Set problem:
Repeat exactly the lines from the line containing "Hi there — would you mind finding the red" to the last line of the listing, including both.

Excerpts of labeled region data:
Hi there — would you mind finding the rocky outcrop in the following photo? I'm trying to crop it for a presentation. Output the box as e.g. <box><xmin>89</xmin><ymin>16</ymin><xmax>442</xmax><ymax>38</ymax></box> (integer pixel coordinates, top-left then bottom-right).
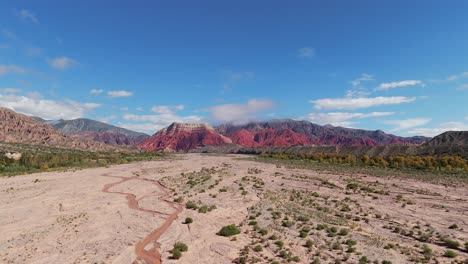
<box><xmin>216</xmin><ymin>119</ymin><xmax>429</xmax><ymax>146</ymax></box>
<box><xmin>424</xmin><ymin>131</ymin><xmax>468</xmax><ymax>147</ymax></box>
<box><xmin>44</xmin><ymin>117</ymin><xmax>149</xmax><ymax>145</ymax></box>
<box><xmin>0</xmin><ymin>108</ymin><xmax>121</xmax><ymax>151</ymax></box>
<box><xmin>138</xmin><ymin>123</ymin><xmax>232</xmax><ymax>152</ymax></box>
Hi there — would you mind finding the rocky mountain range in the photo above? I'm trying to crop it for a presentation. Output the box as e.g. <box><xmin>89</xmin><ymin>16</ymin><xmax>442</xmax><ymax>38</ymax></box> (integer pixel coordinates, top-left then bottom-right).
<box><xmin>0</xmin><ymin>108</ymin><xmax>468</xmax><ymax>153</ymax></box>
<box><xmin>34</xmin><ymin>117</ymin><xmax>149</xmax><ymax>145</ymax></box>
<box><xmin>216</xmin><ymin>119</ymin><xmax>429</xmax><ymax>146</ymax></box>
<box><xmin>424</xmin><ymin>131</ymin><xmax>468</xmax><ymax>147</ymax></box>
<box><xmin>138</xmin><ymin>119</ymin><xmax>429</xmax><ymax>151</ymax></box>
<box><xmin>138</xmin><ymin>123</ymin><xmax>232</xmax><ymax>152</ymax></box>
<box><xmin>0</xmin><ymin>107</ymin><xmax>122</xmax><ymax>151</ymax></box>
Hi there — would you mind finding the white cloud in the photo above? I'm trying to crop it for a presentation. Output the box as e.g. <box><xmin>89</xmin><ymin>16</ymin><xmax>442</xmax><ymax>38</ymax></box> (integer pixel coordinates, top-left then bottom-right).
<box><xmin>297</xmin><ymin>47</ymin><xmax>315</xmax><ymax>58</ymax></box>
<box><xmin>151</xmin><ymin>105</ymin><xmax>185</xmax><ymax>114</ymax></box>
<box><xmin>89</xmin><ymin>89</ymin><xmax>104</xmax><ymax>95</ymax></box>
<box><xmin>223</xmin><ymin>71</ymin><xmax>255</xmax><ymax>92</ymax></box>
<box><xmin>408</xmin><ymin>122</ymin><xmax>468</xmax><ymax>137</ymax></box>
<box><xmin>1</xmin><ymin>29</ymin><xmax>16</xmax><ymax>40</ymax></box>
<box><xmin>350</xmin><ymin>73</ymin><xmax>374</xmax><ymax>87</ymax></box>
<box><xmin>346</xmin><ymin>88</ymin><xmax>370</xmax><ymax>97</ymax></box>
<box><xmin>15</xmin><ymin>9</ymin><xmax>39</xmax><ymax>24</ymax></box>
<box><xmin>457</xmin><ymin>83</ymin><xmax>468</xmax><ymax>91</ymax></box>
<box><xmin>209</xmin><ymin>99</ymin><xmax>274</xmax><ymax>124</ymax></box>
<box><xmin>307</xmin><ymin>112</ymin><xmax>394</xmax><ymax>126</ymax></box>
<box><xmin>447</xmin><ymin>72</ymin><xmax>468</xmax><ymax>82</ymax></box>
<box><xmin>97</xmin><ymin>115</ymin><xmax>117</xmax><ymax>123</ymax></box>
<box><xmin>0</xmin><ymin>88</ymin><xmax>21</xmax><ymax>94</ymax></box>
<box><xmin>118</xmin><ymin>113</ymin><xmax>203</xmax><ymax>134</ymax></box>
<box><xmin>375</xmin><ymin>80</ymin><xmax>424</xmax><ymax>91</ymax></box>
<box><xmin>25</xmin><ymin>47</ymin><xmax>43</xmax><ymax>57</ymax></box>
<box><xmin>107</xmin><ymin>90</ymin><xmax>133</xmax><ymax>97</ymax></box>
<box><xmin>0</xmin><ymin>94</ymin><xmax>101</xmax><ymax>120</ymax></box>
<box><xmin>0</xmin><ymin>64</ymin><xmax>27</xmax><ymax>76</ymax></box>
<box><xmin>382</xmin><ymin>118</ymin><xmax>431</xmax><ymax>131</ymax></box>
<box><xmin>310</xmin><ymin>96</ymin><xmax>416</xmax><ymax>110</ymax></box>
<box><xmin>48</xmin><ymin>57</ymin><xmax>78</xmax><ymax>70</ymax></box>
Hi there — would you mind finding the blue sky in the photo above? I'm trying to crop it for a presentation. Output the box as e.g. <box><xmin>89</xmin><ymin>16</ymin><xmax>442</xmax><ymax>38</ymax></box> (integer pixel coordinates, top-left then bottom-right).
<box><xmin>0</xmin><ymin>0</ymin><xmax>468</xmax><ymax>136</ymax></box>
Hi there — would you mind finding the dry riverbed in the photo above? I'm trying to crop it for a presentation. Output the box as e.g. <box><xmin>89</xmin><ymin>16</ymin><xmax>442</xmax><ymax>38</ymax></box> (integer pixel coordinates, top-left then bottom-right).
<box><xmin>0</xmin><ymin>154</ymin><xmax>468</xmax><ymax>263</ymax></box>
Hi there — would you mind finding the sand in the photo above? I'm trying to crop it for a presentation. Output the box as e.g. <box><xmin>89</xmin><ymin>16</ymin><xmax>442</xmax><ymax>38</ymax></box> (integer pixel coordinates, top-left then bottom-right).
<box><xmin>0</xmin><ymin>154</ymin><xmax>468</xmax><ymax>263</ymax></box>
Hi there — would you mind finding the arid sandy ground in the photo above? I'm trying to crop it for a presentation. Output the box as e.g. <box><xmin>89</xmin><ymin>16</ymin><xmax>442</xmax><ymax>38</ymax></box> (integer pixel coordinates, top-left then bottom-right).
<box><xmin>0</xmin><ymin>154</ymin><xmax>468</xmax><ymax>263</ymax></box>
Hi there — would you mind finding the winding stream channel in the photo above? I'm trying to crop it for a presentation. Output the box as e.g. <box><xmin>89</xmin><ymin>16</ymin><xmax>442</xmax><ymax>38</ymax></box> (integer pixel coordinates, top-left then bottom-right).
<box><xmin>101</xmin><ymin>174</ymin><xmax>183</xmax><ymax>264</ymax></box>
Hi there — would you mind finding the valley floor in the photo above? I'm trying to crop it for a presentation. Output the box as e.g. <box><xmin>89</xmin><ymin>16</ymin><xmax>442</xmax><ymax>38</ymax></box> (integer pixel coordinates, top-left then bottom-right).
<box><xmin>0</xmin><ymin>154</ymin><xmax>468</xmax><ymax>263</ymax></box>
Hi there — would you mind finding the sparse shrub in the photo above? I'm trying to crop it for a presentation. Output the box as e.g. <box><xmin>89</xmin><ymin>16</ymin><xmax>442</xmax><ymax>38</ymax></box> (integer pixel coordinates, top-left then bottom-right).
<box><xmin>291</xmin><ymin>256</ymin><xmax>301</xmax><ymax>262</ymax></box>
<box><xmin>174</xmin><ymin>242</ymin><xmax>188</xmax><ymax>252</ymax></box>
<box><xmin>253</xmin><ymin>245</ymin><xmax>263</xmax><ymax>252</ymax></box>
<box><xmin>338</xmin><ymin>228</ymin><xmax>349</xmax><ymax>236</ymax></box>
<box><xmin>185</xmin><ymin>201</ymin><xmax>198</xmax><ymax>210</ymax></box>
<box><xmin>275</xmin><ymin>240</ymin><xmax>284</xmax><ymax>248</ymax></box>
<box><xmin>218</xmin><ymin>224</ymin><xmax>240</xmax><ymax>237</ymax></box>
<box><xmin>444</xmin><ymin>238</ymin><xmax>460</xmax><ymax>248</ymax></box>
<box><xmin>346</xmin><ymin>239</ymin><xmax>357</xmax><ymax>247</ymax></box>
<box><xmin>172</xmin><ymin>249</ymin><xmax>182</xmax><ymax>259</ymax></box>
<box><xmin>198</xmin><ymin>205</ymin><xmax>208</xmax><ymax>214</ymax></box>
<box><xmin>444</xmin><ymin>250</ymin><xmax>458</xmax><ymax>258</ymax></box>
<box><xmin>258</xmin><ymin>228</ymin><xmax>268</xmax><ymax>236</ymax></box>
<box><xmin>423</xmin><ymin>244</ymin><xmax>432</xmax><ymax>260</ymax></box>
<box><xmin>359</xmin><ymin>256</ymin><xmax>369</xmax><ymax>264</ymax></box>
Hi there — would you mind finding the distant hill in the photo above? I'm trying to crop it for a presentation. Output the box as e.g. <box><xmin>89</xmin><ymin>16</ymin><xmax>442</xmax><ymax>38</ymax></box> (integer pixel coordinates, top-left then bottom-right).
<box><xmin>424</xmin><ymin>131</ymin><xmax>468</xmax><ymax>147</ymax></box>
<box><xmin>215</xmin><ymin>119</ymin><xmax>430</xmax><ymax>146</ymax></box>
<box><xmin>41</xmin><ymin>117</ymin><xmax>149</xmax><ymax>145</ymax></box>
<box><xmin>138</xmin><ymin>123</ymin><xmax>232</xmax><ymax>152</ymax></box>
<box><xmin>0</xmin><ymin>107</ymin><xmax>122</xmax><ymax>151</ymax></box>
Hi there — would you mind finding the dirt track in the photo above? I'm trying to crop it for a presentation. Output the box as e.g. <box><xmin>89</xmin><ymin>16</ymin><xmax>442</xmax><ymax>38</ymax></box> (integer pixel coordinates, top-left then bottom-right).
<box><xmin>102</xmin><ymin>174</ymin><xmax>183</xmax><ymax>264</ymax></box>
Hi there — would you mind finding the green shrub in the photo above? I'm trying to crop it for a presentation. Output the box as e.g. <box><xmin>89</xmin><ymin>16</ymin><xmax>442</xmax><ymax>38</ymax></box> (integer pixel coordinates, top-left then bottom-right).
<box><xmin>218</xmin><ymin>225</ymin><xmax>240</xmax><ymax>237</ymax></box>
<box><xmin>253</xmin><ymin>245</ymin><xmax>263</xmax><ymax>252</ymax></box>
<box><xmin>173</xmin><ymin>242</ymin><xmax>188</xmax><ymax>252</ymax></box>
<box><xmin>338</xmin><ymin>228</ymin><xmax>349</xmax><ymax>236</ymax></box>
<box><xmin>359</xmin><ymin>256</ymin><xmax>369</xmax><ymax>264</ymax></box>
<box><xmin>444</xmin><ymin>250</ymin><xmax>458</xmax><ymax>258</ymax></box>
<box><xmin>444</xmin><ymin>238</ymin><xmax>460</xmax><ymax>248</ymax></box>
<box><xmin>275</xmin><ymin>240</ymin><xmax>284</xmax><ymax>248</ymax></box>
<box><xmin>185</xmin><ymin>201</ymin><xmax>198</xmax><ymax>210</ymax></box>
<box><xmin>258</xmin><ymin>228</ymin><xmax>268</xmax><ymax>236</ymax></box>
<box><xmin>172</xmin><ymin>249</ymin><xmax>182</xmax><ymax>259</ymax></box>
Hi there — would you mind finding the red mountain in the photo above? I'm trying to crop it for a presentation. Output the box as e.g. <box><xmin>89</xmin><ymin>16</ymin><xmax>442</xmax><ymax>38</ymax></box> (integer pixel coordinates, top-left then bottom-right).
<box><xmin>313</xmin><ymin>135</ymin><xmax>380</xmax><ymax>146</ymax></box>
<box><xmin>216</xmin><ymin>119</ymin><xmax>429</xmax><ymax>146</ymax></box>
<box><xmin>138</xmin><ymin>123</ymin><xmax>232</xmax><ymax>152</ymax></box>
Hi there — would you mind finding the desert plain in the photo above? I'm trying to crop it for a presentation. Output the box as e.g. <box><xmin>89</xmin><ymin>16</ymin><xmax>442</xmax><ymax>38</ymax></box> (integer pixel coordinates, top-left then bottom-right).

Answer to this problem:
Hi there — would you mind finding the red mountain in the photo above? I'm trying to crop it for a presentation. Output the box as e.g. <box><xmin>89</xmin><ymin>16</ymin><xmax>442</xmax><ymax>38</ymax></box> (integer pixel coordinates, top-left then bottom-right).
<box><xmin>313</xmin><ymin>135</ymin><xmax>380</xmax><ymax>146</ymax></box>
<box><xmin>216</xmin><ymin>119</ymin><xmax>429</xmax><ymax>146</ymax></box>
<box><xmin>138</xmin><ymin>123</ymin><xmax>232</xmax><ymax>152</ymax></box>
Hi there — would you mind finding the desert plain in the photo above? I'm trying to crop it for a presentation. Output the box as e.g. <box><xmin>89</xmin><ymin>16</ymin><xmax>442</xmax><ymax>38</ymax></box> (integer pixel coordinates, top-left then bottom-right).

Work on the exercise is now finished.